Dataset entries
-----

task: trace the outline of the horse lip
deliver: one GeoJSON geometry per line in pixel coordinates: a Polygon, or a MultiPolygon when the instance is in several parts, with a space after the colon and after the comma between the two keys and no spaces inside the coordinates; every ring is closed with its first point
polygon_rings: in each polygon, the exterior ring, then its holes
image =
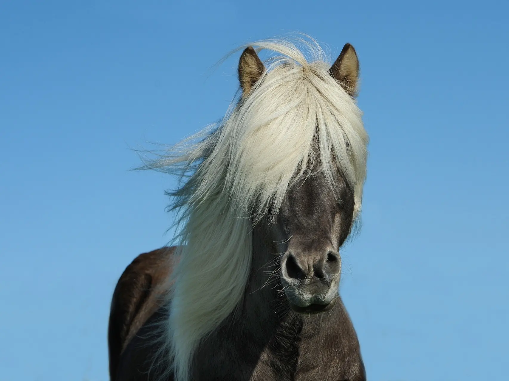
{"type": "Polygon", "coordinates": [[[331,309],[334,305],[335,304],[335,299],[332,299],[330,302],[326,304],[318,304],[313,303],[306,307],[301,307],[296,304],[294,304],[289,300],[288,303],[290,308],[296,312],[306,315],[310,315],[315,313],[320,313],[320,312],[329,311],[331,309]]]}

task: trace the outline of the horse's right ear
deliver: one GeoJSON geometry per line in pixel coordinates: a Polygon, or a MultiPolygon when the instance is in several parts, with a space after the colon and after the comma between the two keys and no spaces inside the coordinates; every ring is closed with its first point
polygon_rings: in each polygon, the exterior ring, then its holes
{"type": "Polygon", "coordinates": [[[252,46],[246,48],[239,60],[239,81],[242,97],[249,94],[256,81],[265,71],[265,67],[252,46]]]}

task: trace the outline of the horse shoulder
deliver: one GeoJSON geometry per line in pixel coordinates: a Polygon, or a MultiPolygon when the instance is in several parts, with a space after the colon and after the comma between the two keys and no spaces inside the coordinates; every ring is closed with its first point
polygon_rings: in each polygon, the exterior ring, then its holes
{"type": "Polygon", "coordinates": [[[138,331],[159,309],[173,266],[175,247],[138,256],[115,287],[108,327],[110,379],[116,379],[121,356],[138,331]]]}

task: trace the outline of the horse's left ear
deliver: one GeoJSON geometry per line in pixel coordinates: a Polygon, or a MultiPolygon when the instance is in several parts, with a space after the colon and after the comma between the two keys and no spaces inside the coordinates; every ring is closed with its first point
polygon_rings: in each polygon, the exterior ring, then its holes
{"type": "Polygon", "coordinates": [[[253,47],[246,48],[239,61],[239,81],[242,88],[242,97],[249,93],[265,71],[265,67],[253,47]]]}
{"type": "Polygon", "coordinates": [[[337,81],[348,94],[356,97],[358,90],[359,60],[355,49],[346,44],[336,61],[329,69],[329,73],[337,81]]]}

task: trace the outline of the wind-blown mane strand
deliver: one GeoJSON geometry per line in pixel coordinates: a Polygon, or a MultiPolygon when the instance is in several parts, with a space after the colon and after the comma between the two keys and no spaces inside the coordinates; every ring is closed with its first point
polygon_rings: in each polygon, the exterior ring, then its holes
{"type": "Polygon", "coordinates": [[[180,212],[181,253],[166,339],[179,381],[188,380],[200,340],[242,299],[251,219],[277,211],[289,186],[317,162],[333,188],[341,169],[354,191],[354,217],[361,208],[367,136],[355,100],[329,74],[323,51],[314,41],[302,43],[308,60],[288,41],[253,45],[279,55],[266,64],[249,96],[217,124],[145,163],[182,180],[170,194],[180,212]]]}

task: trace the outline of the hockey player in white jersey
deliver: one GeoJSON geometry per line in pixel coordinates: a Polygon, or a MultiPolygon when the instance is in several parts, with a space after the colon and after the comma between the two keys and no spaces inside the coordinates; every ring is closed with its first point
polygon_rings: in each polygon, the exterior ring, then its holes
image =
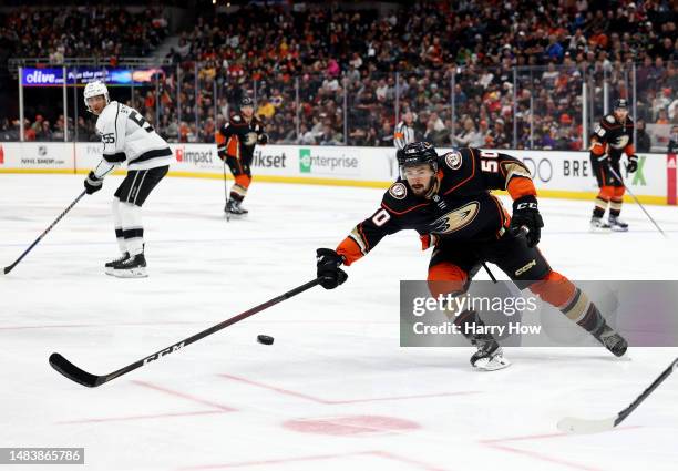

-----

▶ _GOAL_:
Reproduce the stretch of the entries from the line containing "task: trace the outline of the wind-blown" through the end of the entries, requests included, and move each answer outline by adding 71 to every one of its coordinates. Leave the pictures out of your answer.

▶ _RESULT_:
task: trace the outline of the wind-blown mane strand
deliver: one GeoJSON geometry per line in pixel coordinates: a Polygon, or a MultiPolygon when the instance is in several parts, with a space after the colon and after the comma between the two keys and no spaces inside the coordinates; every ring is closed with its first point
polygon_rings: in each polygon, the exterior ring, then its holes
{"type": "Polygon", "coordinates": [[[251,283],[252,324],[237,410],[250,452],[259,451],[271,411],[313,370],[322,290],[348,282],[360,257],[388,233],[404,259],[412,240],[425,262],[425,288],[432,279],[438,207],[426,171],[400,145],[394,122],[385,112],[373,114],[379,131],[359,112],[324,116],[350,126],[337,135],[320,167],[288,195],[216,234],[253,251],[241,265],[251,283]]]}

task: trace the outline of the hockey player in white jersey
deliver: one GeoJSON geometry per line in pixel coordinates: a Polygon, or a MultiPolygon when the instance is in several parts, with a space after the colon and after the comma between the two keys and no spaces inside the coordinates; every ring is closed with its first point
polygon_rings: in each polygon, the exterior ring, then its holes
image =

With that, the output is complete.